--- ABOUT THIS EXERCISE ---
Repeat word for word the passage of the myeloma treatment article below that begins at the words "Median overall survival" and stops after "the authors noted.".

--- READING PASSAGE ---
Study Observes Racial Disparities in Treatment for Multiple Myeloma

A study published in Blood Advances observed significant differences in the use of novel therapy and autologous hematopoietic cell transplantation (AHCT) among various racial/ethnic groups with multiple myeloma (MM).

Researchers assessed data from the Surveillance Epidemiology and End Results-Medicare database and included 3,504 white (mean age, 75.8 years), 858 black (mean age, 71.8 years), and 468 Hispanic (mean age, 72.7 years) patients with MM.

Differences in treatment, survival, costs, and more

The mean length of time from diagnosis to novel treatment initiation was 2.7 months for white patients, 4.6 months for Hispanic patients, and 5.2 months for black patients (P<0.05).

Researchers assessed rates of patients undergoing AHCT within one year of diagnosis at the following timepoints: 2007 to 2009, 2010 to 2011, and 2012 to 2013. There was an increasing trend in AHCT among white (3.6%, 7.2%, 9.7%; P<0.05) and black (2.5%, 2.2%, 9.3%; P<0.05) patients during these time periods but not Hispanic patients (1.6%, 6.1%, 1.9%).

Median overall survival (OS) was fairly similar: 2.6 years for white patients, 2.5 years for black patients, and 2.8 years for Hispanic patients. Despite this, “both [blacks] and Hispanics may not be fully benefitting from the introduction of novel therapies, as they receive them later than whites,” the authors noted.

Black patients had significantly longer median MM-specific survival (5.4 years) than white patients (4.5 years; P<0.05). Disease-specific survival among whites appeared similar to that of Hispanics (4.9 years).

After adjusting for other factors, the risk for MM-related mortality remained significantly lower for black patients than for white patients (adjusted HR=0.8; P<0.05).

Three-month emergency department visit rate was significantly higher for black (31.2%) versus white (23.8%) patients (adjusted HR=1.2; P<0.01). The mean unadjusted all-cause total monthly healthcare costs were $12,462 for white patients, $13,611 for black patients, and $15,149 for Hispanic patients. Mean unadjusted MM-associated monthly costs were $4,620, $4,384, and $5,568, respectively.

[Referring expression pointing data]
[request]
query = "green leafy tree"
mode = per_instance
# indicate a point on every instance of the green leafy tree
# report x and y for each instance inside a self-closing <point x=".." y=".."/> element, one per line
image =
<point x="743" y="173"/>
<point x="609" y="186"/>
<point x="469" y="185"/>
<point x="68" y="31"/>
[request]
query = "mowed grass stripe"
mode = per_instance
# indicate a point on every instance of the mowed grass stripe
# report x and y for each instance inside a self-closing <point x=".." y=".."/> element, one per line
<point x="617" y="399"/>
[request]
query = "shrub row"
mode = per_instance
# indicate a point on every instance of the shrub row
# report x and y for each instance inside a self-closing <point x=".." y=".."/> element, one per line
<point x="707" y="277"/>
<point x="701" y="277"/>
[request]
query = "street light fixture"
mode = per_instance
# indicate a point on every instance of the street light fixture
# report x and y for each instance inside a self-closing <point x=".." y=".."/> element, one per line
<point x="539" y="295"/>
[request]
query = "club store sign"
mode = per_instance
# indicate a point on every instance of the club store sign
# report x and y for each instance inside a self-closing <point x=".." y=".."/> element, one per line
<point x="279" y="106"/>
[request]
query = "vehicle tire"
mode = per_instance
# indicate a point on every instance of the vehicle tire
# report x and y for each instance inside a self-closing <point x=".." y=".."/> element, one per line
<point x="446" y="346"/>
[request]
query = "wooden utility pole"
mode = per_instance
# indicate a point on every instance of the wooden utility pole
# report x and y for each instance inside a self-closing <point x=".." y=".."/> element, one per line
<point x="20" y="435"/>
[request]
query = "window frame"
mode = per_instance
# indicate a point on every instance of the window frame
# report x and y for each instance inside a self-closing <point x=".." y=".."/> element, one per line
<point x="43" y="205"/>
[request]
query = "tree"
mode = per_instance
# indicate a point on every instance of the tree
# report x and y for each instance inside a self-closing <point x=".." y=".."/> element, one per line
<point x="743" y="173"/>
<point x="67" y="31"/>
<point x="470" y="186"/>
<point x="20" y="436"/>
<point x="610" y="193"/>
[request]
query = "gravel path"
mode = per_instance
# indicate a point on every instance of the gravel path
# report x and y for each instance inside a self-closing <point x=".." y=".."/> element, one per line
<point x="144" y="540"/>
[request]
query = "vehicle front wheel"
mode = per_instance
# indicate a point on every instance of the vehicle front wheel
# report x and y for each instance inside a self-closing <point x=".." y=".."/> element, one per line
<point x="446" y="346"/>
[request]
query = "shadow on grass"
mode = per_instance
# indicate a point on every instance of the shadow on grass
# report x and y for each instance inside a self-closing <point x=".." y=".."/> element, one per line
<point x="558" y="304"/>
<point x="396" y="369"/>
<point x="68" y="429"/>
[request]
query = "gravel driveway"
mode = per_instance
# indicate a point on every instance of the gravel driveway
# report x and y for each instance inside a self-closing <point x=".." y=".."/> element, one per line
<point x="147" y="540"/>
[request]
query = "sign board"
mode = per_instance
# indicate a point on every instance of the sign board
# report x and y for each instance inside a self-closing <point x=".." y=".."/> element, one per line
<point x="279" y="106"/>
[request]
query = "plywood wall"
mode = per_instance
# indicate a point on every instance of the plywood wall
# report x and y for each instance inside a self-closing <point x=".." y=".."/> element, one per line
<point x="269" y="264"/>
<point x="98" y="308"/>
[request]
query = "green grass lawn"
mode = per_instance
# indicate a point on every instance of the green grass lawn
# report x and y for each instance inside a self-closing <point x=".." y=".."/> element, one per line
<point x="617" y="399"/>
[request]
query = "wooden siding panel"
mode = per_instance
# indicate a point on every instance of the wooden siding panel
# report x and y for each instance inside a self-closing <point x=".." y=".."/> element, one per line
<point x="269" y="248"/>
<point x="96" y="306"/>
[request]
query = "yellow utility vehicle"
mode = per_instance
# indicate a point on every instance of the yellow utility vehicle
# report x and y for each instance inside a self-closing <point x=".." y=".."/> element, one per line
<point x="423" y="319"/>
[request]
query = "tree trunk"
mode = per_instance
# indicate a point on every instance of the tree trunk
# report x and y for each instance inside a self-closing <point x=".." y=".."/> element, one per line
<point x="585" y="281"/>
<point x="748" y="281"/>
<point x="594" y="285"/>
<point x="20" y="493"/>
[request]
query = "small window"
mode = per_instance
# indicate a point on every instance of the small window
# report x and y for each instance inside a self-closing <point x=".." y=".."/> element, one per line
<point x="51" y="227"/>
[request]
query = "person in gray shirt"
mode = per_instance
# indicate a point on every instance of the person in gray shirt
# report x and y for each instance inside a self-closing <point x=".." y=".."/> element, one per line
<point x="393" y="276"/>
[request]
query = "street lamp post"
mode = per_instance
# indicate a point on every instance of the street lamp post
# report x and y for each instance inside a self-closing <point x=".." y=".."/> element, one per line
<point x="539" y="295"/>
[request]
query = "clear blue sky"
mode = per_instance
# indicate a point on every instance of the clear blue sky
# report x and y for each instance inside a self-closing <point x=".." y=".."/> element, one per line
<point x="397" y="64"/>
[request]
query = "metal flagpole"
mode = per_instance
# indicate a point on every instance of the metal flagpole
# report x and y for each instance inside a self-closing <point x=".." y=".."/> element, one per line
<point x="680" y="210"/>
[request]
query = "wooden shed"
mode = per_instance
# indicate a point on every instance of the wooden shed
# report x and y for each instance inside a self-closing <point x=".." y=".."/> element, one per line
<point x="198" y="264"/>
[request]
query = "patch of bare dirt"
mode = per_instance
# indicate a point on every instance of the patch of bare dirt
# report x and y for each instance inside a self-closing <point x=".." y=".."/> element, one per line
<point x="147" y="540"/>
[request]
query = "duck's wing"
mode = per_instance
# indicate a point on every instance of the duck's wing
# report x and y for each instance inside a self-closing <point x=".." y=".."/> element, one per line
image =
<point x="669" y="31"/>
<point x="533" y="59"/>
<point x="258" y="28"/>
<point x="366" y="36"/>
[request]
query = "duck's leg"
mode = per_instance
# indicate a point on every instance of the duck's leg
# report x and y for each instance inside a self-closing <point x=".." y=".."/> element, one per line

--- WORKED SOLUTION ---
Median overall survival (OS) was fairly similar: 2.6 years for white patients, 2.5 years for black patients, and 2.8 years for Hispanic patients. Despite this, “both [blacks] and Hispanics may not be fully benefitting from the introduction of novel therapies, as they receive them later than whites,” the authors noted.